**Directions:**
• A. In the text on Luke's Beatitudes, how many blessings do Matthew's Beatitudes give?
• B. Reproduce the text on Luke's Beatitudes between "While Matthew’s Beatitudes" and "people speak well.", inclusive.
• C. Continue the text on Luke's Beatitudes from its last sentence.

Segment Start: Text segment

He came down with them and stood on a level place, with a great crowd of his disciples and a great multitude of people from all Judea, Jerusalem, and the coast of Tyre and Sidon. They had come to hear him and to be healed of their diseases; and those who were troubled with unclean spirits were cured. And all in the crowd were trying to touch him, for power came out from him and healed all of them.

Then he looked up at his disciples and said: “Blessed are you who are poor, for yours is the kingdom of God. “Blessed are you who are hungry now, for you will be filled. “Blessed are you who weep now, for you will laugh. “Blessed are you when people hate you, and when they exclude you, revile you, and defame you on account of the Son of Man. Rejoice in that day and leap for joy, for surely your reward is great in heaven; for that is what their ancestors did to the prophets. “But woe to you who are rich, for you have received your consolation. “Woe to you who are full now, for you will be hungry. “Woe to you who are laughing now, for you will mourn and weep. “Woe to you when all speak well of you, for that is what their ancestors did to the false prophets (Luke 6:17-26).

by Dennis Bratcher (below is a portion of the entire post)

While Matthew’s Beatitudes give us only nine blessings, Luke has carefully paired four blessings with four woes or curses, even to using the same words in corresponding pairs. Luke draws the contrast in the pairs between groups of people: (1) poor-rich, (2) hungry-full, (3) those who weep-those who laugh, and (4) those who are hated-those of whom people speak well.

Segment End: Text segment
Segment Start: Recorded data

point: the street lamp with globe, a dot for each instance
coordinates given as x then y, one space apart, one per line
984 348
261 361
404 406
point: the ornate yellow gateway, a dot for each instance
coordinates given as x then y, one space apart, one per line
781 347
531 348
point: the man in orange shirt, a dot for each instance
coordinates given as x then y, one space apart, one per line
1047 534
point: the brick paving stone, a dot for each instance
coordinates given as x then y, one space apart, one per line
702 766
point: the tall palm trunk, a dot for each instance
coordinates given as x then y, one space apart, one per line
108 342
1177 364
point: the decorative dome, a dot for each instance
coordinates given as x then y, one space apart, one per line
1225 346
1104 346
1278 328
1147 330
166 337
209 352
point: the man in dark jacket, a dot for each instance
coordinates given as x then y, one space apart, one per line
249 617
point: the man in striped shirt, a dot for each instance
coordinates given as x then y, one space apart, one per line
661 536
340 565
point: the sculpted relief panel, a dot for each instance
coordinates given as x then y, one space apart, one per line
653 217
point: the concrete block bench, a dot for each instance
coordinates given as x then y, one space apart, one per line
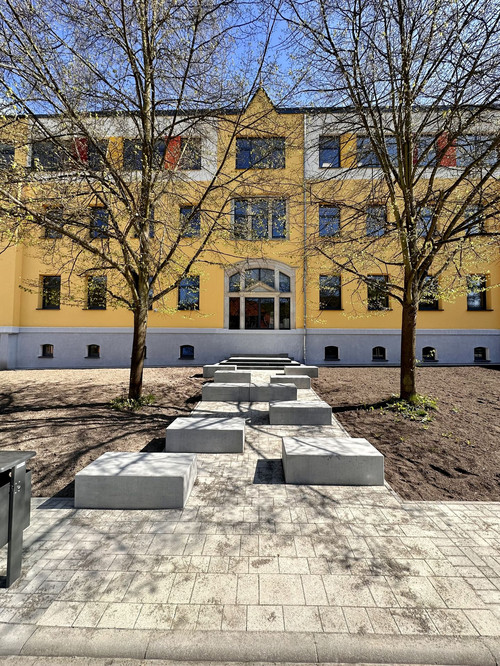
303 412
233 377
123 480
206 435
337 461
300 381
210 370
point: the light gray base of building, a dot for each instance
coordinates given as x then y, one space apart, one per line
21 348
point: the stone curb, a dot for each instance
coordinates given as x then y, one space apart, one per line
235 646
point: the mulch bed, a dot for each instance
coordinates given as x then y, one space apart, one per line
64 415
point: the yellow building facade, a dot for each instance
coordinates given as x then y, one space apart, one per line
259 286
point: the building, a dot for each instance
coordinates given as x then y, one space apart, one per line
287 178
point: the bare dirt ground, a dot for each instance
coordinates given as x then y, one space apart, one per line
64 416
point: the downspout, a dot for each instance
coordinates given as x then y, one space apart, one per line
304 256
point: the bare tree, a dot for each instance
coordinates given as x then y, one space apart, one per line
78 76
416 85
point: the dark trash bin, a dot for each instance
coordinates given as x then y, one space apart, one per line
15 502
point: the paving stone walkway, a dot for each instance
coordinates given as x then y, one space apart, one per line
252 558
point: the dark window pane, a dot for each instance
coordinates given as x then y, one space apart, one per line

Segment End: Recorded data

**Answers in order:**
• A. Nine blessings.

• B.
While Matthew’s Beatitudes give us only nine blessings, Luke has carefully paired four blessings with four woes or curses, even to using the same words in corresponding pairs. Luke draws the contrast in the pairs between groups of people: (1) poor-rich, (2) hungry-full, (3) those who weep-those who laugh, and (4) those who are hated-those of whom people speak well.

• C.
In addition to simply pairing the blessings and curses and thus contrasting the groups, Luke also reverses the groups of people within each saying, so that, for example, in the blessing the hungry will be filled, while in the corresponding woe those who are filled will become hungry. This serves to highlight not only the positive reversal that is a blessing for one group, as Matthew does, but also the corresponding negative outcome on the opposite group.

We have already noted that the idea of a reversal of fortune is an important theme for Luke. That is, Luke uses this Old Testament idea as a way to proclaim and define the new future that Jesus is bringing into the world. Here, he is again using that motif to continue explaining the nature of discipleship.

There is no way to know for certain whether Luke was using the similar sequence of blessings and curses in Deuteronomy as a model for these (28:3-6, 16-19), but the similarity seems more than coincidence. While there are certainly differences between them, it seems fair to ask what the similarities might reveal about Luke’s focus.

The context in Deuteronomy is a covenant ceremony in which the people are called to faithfulness in obeying the torah, the instructions of God that shaped and gave identity to the people. The promise there to those who faithfully obey God will be that “God will set you above all the nations of the earth.” While in the historical context of the OT those blessings are translated into physical security, there is still the dimension of “mission” as the people of God (28:9):

The LORD will establish you as a people holy to himself, as he has sworn to you, if you keep the commandments of the LORD your God, and walk in his ways. And all the peoples of the earth shall see that you are called by the name of the LORD; and they shall be afraid of you.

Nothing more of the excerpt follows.